§ **Brief**: Transcribe the listing below word for word.
++++ Given entries
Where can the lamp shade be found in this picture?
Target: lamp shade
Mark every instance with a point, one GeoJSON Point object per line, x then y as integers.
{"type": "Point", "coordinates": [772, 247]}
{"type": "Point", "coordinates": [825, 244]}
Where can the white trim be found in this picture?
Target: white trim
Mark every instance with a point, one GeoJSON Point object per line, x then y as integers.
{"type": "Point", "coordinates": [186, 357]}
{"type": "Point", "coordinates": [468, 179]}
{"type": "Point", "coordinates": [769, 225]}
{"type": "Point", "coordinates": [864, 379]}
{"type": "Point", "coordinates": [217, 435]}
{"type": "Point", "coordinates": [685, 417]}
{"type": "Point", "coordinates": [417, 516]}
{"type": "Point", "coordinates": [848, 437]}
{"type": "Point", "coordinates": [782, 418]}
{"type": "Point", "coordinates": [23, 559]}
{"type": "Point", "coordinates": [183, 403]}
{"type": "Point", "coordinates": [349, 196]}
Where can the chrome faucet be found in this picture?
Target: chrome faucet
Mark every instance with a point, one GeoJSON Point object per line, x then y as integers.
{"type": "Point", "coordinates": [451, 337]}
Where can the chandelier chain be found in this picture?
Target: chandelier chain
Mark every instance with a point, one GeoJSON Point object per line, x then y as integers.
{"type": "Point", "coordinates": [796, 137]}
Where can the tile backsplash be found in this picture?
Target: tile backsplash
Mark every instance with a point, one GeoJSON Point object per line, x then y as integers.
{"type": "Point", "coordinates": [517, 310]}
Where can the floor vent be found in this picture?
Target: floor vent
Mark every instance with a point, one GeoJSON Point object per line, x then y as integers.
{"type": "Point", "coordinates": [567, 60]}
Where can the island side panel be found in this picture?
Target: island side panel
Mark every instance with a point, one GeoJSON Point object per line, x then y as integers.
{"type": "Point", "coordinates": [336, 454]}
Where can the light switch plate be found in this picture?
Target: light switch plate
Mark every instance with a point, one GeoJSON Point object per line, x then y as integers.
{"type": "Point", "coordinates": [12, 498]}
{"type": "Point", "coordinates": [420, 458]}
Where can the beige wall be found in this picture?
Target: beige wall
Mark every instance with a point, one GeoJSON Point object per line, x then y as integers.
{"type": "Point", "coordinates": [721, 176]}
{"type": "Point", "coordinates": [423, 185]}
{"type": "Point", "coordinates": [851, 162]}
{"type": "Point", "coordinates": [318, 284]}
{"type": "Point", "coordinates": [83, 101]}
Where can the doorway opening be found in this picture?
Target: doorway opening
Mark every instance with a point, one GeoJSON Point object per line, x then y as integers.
++++++++
§ **Correct response**:
Where can the lamp shade be found in this picture?
Target: lamp shade
Mark every instance with a point, one GeoJSON Point object per line, x then y as integers.
{"type": "Point", "coordinates": [772, 247]}
{"type": "Point", "coordinates": [825, 244]}
Where can the white trim be found in this picture?
Target: white trim
Mark every instance with a point, one GeoJSON Point object per line, x then y as integers.
{"type": "Point", "coordinates": [186, 357]}
{"type": "Point", "coordinates": [468, 179]}
{"type": "Point", "coordinates": [769, 225]}
{"type": "Point", "coordinates": [864, 379]}
{"type": "Point", "coordinates": [217, 435]}
{"type": "Point", "coordinates": [685, 417]}
{"type": "Point", "coordinates": [417, 516]}
{"type": "Point", "coordinates": [848, 437]}
{"type": "Point", "coordinates": [782, 418]}
{"type": "Point", "coordinates": [23, 559]}
{"type": "Point", "coordinates": [183, 403]}
{"type": "Point", "coordinates": [349, 196]}
Where can the chrome faucet be found in this picture?
Target: chrome faucet
Mark every instance with a point, one GeoJSON Point object per line, x then y as integers.
{"type": "Point", "coordinates": [451, 337]}
Where can the chandelier chain be found in this picture?
Target: chandelier chain
Mark every instance with a point, one GeoJSON Point object per line, x then y as integers.
{"type": "Point", "coordinates": [796, 137]}
Where can the tile backsplash be found in this picture?
Target: tile backsplash
Mark every instance with a point, one GeoJSON Point object per line, x then y as integers.
{"type": "Point", "coordinates": [517, 310]}
Where can the floor vent be found in this picture?
Target: floor vent
Mark every instance with a point, one GeoJSON Point object per line, x then y as integers.
{"type": "Point", "coordinates": [567, 60]}
Where can the island side panel be found in this picture?
Target: island side panel
Mark every instance with a point, one GeoJSON Point object per line, x then y as integers.
{"type": "Point", "coordinates": [336, 454]}
Where can the light switch plate be found in this picture?
Target: light switch plate
Mark every instance with a point, one GeoJSON Point object per line, x then y as integers.
{"type": "Point", "coordinates": [12, 498]}
{"type": "Point", "coordinates": [420, 458]}
Where can the beige wall be found in this picture?
Target: beige wall
Mark every instance with a point, one GeoJSON Point object per line, x then y as integers.
{"type": "Point", "coordinates": [721, 176]}
{"type": "Point", "coordinates": [423, 185]}
{"type": "Point", "coordinates": [851, 162]}
{"type": "Point", "coordinates": [318, 284]}
{"type": "Point", "coordinates": [83, 101]}
Where can the doorway opening be found in this picture?
Target: doorway opening
Mark every instance with a point, one GeoJSON Point object per line, x then y as integers.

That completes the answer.